### Task objective
Swap "dirt path" for "gravel trail" in the stretch of items from the line containing "Please put a point on the shrub" through the line containing "Please put a point on the navy", and write out only those lines with nothing else altered.

### Extracted records
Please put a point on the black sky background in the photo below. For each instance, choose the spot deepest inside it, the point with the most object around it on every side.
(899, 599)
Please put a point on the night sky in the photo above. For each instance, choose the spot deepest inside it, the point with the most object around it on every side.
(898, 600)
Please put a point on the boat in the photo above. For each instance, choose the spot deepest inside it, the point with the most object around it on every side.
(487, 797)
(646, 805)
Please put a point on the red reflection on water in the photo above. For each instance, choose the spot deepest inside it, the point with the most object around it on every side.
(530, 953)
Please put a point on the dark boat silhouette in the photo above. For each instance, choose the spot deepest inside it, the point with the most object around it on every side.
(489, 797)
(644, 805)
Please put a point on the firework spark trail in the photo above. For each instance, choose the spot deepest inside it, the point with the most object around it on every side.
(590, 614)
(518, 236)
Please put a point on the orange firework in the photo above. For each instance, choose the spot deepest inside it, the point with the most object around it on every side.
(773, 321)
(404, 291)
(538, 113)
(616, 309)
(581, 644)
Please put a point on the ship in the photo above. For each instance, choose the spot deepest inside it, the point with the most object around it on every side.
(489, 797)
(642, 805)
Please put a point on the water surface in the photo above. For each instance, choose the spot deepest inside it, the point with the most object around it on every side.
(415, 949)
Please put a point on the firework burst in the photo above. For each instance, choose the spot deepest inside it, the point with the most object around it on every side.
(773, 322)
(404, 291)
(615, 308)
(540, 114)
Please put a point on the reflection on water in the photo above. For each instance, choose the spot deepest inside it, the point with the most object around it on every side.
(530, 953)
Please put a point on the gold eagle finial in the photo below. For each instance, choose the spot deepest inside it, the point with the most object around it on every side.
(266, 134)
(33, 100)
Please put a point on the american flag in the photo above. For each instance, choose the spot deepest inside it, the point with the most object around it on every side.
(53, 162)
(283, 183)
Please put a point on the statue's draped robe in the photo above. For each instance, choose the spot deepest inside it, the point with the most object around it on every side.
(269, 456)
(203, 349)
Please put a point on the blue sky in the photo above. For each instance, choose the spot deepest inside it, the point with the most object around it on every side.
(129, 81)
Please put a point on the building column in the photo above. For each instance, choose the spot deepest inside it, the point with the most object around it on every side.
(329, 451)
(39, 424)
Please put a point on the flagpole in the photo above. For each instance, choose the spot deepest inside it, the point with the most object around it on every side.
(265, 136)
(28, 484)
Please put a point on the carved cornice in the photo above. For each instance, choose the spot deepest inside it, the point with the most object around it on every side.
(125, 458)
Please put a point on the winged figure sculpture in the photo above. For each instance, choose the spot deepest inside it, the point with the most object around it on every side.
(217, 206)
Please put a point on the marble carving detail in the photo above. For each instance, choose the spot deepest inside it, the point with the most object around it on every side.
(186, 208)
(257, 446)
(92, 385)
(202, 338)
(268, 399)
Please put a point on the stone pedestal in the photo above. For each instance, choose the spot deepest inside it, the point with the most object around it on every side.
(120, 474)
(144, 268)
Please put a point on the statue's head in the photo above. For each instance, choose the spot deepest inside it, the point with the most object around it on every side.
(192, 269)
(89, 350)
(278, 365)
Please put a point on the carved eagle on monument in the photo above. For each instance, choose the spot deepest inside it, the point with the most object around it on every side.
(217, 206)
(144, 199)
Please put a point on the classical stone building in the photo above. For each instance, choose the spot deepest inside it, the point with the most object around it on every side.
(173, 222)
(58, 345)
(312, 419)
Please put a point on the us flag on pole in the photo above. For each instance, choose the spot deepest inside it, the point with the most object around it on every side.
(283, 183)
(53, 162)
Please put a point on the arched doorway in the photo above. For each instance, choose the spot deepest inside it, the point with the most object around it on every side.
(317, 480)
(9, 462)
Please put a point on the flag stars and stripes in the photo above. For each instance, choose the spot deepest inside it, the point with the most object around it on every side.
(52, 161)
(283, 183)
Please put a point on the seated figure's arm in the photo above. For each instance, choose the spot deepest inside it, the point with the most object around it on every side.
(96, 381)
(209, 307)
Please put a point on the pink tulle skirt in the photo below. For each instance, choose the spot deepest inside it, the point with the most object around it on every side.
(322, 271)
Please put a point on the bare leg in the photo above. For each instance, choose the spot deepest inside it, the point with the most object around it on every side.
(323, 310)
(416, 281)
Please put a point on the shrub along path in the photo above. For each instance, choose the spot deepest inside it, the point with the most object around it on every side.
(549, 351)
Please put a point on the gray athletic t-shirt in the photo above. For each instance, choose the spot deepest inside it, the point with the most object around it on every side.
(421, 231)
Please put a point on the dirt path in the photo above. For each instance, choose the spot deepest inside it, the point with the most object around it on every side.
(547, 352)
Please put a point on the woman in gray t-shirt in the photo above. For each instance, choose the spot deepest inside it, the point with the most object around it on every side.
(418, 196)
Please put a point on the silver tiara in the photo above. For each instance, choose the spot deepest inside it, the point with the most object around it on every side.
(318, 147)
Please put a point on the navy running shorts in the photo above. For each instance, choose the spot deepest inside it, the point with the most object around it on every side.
---
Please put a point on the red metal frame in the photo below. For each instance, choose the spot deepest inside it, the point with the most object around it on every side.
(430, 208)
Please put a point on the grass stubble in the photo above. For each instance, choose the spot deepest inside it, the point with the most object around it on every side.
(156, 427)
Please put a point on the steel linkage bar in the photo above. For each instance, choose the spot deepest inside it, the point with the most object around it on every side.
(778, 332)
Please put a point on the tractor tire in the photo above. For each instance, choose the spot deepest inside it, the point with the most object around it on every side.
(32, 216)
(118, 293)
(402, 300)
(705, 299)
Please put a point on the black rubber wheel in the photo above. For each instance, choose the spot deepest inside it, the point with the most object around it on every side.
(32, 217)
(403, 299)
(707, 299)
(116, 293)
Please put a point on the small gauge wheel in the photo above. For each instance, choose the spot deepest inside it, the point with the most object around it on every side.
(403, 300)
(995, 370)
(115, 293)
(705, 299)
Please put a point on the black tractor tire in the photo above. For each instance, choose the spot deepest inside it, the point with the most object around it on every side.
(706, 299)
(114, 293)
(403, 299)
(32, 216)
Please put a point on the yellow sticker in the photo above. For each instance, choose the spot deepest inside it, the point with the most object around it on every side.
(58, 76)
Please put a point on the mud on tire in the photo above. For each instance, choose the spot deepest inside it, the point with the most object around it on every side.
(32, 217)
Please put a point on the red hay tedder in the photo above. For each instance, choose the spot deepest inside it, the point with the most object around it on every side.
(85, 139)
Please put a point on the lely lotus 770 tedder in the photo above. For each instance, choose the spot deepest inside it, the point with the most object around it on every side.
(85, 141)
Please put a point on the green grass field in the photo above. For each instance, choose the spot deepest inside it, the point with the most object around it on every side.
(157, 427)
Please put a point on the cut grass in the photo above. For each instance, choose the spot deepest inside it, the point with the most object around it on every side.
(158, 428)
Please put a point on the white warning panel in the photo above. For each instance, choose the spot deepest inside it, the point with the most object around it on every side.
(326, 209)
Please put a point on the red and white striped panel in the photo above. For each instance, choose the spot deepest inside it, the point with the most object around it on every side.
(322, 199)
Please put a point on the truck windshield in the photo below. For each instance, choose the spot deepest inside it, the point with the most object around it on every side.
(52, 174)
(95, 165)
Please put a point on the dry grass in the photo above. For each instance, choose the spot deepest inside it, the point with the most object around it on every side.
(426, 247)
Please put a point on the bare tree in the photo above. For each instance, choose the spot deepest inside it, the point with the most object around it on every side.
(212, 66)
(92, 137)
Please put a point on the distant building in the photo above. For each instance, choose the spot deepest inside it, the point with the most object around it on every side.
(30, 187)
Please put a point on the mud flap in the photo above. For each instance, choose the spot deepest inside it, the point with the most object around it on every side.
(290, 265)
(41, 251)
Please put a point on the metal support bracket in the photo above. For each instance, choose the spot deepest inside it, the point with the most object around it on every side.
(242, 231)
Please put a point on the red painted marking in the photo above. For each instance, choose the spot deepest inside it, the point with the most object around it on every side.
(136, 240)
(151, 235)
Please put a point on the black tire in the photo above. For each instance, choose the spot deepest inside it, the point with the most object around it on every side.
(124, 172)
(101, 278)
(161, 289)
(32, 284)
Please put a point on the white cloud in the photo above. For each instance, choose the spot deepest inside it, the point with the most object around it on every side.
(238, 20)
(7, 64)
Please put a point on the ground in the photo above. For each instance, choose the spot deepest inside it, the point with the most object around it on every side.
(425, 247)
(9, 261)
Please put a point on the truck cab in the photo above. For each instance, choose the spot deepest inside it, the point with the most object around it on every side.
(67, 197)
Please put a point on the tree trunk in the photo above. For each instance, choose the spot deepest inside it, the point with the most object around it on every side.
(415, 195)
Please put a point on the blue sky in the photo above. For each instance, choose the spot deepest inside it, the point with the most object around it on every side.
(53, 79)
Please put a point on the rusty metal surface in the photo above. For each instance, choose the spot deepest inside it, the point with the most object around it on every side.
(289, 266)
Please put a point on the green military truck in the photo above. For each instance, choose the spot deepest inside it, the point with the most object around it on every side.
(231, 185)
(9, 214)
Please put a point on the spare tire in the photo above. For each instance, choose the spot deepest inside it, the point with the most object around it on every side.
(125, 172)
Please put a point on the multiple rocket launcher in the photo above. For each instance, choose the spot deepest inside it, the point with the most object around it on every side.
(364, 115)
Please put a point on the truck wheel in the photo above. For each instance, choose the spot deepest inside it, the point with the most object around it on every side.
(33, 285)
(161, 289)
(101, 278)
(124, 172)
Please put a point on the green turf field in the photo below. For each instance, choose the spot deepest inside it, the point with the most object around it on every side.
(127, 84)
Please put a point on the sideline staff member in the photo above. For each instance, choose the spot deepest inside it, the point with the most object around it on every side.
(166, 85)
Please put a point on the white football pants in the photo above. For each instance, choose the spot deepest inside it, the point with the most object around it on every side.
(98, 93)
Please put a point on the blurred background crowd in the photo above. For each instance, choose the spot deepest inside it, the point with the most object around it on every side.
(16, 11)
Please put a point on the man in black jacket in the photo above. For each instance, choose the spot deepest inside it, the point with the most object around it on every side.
...
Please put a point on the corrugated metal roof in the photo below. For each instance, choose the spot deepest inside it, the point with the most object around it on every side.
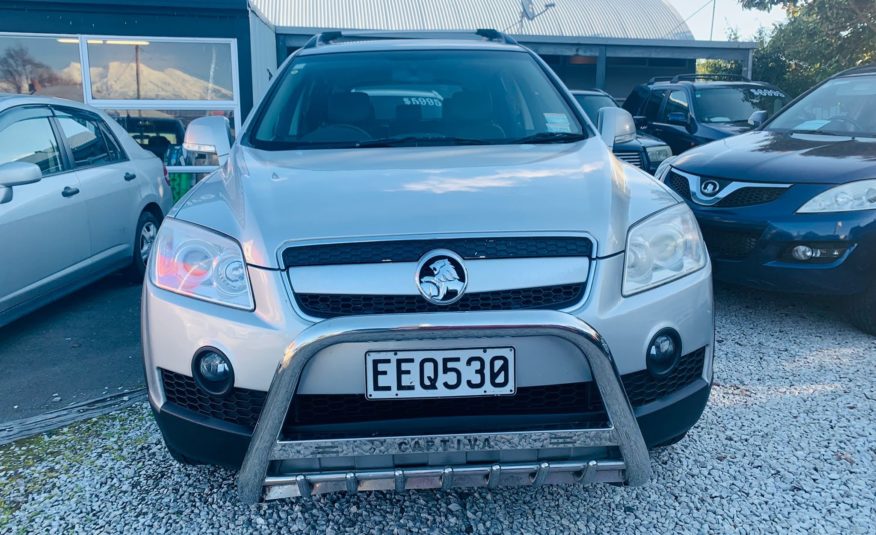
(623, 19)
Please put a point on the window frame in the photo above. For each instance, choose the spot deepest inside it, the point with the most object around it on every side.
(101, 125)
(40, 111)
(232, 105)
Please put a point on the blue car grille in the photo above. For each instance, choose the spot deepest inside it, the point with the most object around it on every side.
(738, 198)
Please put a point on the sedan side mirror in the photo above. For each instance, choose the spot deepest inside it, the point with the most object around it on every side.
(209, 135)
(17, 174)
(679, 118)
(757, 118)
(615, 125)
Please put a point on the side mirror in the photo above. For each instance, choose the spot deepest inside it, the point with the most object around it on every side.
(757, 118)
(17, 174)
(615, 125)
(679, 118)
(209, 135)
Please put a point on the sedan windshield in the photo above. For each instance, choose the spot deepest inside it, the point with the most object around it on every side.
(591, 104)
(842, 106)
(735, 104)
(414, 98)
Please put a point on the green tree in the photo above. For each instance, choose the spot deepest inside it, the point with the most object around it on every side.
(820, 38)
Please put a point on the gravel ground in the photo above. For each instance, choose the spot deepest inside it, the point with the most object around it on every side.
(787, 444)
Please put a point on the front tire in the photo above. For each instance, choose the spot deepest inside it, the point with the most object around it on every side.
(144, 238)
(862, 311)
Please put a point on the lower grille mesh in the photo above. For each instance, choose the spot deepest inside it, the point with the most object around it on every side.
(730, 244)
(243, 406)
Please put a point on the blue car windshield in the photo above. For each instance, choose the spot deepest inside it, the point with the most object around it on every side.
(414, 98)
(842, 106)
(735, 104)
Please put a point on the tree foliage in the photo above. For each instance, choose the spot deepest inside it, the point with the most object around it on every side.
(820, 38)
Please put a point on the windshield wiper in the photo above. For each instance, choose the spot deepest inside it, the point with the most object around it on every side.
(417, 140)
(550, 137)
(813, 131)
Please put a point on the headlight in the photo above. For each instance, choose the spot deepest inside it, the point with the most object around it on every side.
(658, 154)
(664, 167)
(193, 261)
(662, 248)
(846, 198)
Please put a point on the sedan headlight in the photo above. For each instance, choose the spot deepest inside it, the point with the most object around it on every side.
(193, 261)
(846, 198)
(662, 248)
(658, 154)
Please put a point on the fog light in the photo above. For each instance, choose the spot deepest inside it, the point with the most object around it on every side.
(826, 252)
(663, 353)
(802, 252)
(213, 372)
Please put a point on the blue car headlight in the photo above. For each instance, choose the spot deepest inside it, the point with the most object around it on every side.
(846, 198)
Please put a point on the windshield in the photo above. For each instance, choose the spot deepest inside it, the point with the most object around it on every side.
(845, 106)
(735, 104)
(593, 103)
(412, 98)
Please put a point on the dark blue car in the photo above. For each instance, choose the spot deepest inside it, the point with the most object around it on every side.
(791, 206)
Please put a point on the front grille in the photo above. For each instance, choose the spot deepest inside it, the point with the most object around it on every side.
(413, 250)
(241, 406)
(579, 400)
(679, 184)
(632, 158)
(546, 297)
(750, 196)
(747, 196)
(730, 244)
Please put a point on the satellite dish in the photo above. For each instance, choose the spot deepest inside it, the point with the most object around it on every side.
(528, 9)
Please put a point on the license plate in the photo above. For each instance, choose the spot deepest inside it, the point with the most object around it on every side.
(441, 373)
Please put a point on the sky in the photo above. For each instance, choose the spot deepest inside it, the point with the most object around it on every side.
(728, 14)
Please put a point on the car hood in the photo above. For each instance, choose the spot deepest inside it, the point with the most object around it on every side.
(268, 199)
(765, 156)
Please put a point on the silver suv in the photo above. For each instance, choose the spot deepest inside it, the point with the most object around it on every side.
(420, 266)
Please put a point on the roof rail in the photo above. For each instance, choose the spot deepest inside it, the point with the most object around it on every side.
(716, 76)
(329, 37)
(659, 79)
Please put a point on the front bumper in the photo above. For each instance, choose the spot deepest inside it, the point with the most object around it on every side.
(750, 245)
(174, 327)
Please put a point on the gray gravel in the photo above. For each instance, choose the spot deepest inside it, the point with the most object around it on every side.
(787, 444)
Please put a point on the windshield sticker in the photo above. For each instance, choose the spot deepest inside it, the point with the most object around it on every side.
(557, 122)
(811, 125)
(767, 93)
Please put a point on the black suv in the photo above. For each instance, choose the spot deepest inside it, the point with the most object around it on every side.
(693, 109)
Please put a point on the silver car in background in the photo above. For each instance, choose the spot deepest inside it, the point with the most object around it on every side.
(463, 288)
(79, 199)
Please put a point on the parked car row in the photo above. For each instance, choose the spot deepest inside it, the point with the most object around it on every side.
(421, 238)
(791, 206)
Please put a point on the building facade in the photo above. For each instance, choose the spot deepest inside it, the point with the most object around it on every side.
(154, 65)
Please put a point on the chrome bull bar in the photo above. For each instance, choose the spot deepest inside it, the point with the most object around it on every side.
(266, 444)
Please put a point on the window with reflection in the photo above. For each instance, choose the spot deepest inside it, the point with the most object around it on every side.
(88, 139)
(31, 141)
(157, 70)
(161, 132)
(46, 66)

### Written answer
Please put a point on the shrub along path in the photo above. For each instance, choose the spot deepest inside it, the point with the most object around it on every side.
(549, 351)
Please put a point on the gray athletic t-shirt in the photo above. For each instance, choose the spot deepest inside it, the point with the most object around it on every side.
(421, 231)
Please put a point on the gravel trail in the photo above. For each instance, choose the spot deepest inside it, the point with the most object around it on every side.
(547, 352)
Please put a point on the woman in gray t-shirt in the photo above. For each instance, choose the spot deepest inside it, the point with the most object around it on every side.
(418, 196)
Please put a point on the silver tiara in the photo above. For each instance, choose the spot deepest inside it, the point with the most object around it on every side.
(318, 147)
Please put a point on the navy running shorts in the photo above. For each instance, choose the spot deepest inside it, the point with the most object around it on every side.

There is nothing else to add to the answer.